### Short problem
Only the lines from the one containing "For every instance of the ear, mark" through the final line of the material below should be output, exactly as they stand.
####################
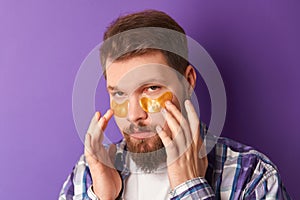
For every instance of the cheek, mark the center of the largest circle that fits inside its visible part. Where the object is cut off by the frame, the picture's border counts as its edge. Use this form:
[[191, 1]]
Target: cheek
[[155, 105], [120, 110]]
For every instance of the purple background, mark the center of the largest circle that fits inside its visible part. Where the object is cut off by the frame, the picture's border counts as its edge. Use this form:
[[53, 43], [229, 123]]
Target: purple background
[[254, 44]]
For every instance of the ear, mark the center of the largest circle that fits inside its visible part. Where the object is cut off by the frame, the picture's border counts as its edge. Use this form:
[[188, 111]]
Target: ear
[[190, 75]]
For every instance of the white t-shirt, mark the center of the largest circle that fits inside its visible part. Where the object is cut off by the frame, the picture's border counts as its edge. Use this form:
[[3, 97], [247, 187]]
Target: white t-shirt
[[144, 186]]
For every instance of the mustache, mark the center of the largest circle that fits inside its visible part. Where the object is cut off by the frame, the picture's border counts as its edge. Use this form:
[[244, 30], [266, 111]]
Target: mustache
[[139, 128]]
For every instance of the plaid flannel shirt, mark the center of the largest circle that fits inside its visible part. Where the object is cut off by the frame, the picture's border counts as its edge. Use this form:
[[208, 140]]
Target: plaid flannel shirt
####################
### Finished exercise
For every instance of the ear, mark the center of the largest circle that fits inside its visible part. Where the object is cut off by the frame, the picture's border counts as its edge. Use this form:
[[188, 111]]
Target: ear
[[190, 75]]
For every instance of the white t-shirt, mark the center of the largest circle that fits inside its visible part. Where the object is cut off by the frame, the picture's border counts as its edge. Use this form:
[[3, 97], [247, 187]]
Target: white t-shirt
[[144, 186]]
For every instance of the mustache, mark the center of the largest circle that fits inside its visible part. Where the object is cut off by the frame, the picture's border counts as its edge. Use this form:
[[244, 30], [266, 111]]
Target: mustache
[[139, 128]]
For every instance of the plaid flannel shirt, mark the center of the largest circle that fits inside its visible part. Where the object is cut off by the frame, the picture's border counts as its edge. Use this form:
[[208, 140]]
Target: plaid flannel shirt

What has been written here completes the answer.